*RECORDED DATA*.
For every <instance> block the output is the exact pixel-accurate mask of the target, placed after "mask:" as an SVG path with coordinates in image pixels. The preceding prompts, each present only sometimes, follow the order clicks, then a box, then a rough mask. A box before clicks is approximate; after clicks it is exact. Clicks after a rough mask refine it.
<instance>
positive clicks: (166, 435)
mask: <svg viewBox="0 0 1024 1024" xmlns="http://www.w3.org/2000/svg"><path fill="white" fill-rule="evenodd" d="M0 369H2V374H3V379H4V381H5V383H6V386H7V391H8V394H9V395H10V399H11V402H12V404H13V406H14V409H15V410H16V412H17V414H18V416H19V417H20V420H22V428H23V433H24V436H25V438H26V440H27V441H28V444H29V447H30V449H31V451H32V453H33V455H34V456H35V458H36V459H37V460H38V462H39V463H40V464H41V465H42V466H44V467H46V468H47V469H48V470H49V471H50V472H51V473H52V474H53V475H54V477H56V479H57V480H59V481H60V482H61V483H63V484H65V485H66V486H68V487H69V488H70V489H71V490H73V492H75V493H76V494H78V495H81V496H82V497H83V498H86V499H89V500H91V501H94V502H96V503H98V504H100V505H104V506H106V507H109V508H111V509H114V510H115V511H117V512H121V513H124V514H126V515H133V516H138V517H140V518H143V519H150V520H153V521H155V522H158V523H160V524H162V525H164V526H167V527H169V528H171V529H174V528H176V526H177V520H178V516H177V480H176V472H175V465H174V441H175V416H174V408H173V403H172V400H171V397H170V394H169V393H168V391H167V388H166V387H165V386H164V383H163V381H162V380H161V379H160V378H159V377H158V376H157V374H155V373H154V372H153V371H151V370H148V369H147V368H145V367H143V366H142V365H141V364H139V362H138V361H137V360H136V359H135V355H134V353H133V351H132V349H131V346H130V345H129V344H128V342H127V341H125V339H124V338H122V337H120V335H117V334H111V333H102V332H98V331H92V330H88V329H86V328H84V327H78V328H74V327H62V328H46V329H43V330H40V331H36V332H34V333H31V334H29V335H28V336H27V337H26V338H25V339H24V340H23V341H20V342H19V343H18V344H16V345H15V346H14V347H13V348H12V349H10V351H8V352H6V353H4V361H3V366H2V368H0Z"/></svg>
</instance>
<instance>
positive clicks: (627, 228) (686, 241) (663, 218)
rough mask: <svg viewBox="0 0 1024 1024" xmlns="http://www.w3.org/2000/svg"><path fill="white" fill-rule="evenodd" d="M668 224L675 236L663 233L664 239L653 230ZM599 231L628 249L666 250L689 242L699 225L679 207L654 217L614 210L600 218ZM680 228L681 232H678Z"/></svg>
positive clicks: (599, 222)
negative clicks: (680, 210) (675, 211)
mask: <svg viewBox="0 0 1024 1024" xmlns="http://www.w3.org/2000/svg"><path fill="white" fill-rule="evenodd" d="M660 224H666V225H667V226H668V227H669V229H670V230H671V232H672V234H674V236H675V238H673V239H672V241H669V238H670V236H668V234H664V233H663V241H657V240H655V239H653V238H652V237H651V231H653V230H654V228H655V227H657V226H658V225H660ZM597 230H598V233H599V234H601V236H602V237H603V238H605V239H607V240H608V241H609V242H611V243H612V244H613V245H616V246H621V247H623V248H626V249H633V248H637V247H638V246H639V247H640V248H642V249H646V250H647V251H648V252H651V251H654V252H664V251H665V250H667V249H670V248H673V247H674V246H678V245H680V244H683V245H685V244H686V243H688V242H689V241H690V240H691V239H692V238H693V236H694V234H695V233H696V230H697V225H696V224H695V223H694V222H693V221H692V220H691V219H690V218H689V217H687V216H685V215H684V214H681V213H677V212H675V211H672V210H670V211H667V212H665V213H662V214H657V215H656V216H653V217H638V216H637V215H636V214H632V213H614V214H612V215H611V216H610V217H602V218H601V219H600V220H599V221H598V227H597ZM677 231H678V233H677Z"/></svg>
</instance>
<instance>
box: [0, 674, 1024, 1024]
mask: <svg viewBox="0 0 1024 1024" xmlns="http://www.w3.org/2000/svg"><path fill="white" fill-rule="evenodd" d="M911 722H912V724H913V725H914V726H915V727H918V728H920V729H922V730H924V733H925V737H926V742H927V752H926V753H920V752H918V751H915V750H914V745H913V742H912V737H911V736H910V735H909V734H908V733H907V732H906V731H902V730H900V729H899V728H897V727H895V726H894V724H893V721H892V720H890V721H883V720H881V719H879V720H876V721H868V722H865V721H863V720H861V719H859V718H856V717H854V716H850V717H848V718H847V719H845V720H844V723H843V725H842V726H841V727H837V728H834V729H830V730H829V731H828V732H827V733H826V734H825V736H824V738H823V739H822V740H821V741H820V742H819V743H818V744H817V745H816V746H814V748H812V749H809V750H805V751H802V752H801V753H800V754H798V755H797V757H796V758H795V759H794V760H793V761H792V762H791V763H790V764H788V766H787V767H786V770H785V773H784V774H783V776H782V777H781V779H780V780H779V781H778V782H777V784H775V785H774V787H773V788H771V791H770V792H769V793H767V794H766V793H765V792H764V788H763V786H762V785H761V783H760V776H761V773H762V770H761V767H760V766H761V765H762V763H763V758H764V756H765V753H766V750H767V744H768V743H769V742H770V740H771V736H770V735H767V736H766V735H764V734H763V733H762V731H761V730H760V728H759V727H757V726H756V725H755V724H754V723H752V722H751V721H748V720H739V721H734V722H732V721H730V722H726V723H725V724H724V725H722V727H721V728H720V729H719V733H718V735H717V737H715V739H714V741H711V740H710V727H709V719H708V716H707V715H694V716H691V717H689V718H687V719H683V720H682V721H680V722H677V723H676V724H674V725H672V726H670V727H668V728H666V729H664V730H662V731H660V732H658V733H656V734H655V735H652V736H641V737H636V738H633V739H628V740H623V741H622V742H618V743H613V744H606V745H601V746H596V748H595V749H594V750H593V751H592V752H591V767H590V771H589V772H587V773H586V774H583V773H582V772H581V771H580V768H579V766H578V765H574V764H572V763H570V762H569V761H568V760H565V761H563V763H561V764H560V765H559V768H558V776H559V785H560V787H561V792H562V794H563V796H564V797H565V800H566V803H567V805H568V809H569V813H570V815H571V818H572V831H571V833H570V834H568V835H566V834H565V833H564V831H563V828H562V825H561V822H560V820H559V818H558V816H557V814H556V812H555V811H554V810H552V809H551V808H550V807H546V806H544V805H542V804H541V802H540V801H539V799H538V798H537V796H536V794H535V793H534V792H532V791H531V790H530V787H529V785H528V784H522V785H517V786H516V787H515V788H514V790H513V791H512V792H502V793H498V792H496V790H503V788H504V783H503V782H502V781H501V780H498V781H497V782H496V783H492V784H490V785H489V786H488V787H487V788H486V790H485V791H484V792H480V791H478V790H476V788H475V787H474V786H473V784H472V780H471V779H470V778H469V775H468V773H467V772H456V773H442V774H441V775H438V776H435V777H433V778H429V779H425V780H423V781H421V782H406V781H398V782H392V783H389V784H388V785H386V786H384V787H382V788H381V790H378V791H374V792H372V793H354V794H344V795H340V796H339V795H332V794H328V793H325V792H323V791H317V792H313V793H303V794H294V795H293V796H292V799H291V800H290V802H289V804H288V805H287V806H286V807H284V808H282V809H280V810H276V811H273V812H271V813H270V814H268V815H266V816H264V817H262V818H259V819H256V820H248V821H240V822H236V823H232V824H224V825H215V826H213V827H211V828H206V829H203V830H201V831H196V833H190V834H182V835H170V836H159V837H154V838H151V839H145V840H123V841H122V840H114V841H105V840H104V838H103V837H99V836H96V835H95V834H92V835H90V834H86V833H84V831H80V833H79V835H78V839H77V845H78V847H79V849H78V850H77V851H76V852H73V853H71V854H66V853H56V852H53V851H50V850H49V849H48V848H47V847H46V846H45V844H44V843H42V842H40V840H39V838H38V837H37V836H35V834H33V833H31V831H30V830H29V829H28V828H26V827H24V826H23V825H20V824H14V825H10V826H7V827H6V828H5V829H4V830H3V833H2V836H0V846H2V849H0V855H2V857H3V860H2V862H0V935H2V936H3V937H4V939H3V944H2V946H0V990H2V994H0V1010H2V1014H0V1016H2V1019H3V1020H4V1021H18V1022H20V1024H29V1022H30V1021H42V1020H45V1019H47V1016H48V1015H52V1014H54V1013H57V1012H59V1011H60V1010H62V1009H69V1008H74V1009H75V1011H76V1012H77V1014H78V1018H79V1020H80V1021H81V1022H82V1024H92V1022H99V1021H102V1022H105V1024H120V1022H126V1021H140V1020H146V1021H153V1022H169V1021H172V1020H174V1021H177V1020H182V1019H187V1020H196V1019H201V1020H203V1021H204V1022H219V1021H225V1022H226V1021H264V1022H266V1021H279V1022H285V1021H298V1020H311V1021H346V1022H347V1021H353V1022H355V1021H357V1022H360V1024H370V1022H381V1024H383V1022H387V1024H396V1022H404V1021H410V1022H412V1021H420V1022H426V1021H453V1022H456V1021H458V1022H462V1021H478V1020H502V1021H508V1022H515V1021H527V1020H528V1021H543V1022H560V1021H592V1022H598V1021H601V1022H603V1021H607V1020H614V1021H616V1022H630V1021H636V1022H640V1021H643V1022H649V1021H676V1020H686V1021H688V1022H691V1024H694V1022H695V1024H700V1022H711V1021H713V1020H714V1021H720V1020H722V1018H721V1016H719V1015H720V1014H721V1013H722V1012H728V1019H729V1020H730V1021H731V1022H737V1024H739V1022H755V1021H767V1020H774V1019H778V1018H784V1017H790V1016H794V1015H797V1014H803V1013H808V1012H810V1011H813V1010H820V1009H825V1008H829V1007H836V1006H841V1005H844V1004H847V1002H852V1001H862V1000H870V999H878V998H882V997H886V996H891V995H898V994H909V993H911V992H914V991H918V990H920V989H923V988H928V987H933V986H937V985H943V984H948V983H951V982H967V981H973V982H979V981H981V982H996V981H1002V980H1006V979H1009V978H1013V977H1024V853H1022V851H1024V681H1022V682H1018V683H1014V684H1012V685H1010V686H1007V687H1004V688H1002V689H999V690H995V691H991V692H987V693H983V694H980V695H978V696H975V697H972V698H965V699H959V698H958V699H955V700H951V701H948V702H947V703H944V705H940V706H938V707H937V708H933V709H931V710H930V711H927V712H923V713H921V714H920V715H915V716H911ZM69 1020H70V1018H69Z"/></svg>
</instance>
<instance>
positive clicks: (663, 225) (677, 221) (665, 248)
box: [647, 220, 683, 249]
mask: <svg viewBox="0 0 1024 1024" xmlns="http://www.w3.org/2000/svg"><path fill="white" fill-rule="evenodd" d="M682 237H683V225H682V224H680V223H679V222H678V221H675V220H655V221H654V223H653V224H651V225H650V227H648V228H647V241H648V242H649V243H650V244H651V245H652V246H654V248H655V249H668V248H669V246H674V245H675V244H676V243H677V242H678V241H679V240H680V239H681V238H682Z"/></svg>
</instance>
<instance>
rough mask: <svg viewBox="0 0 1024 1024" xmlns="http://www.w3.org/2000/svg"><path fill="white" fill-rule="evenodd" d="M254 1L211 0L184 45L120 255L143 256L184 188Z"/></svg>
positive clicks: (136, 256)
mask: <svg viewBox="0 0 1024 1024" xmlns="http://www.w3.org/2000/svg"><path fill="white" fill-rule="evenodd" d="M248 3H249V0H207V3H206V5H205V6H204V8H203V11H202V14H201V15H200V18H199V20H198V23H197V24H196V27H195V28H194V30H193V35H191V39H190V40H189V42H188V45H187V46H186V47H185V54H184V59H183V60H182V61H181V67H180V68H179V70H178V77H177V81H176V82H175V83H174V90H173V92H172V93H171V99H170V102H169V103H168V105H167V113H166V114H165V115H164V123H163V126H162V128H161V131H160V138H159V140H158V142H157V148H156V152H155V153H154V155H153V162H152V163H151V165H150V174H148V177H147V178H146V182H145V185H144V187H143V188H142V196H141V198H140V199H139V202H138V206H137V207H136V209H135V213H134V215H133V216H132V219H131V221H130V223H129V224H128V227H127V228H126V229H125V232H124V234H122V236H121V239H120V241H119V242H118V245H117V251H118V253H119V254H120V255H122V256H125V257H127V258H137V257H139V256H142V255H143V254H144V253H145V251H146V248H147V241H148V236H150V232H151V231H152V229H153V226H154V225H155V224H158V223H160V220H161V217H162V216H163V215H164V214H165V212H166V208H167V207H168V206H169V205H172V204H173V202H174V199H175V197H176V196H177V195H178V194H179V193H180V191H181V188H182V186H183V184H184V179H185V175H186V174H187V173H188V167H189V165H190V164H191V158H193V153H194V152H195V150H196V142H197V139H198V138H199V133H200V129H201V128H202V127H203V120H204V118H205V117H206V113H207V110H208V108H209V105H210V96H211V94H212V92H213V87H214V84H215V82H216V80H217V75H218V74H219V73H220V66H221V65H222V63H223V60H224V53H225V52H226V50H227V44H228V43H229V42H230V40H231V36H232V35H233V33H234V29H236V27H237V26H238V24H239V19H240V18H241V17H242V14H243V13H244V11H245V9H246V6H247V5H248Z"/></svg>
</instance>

*TASK TO COMPLETE*. Your answer must be every line from the entries that contains the string "clicks", copied as it stands.

*WORKED SOLUTION*.
For every <instance> block the output is the exact pixel-accurate mask of the target, placed after "mask:" as an SVG path with coordinates in image pixels. The preceding prompts, each present only sometimes, follow the order clicks, then a box, then a rough mask. A box before clicks is approximate; after clicks it is exact. Clicks after a rough mask refine it.
positive clicks: (166, 435)
positive clicks: (627, 228) (686, 241) (663, 218)
positive clicks: (599, 222)
negative clicks: (680, 210) (675, 211)
positive clicks: (663, 225) (677, 221) (665, 248)
positive clicks: (136, 256)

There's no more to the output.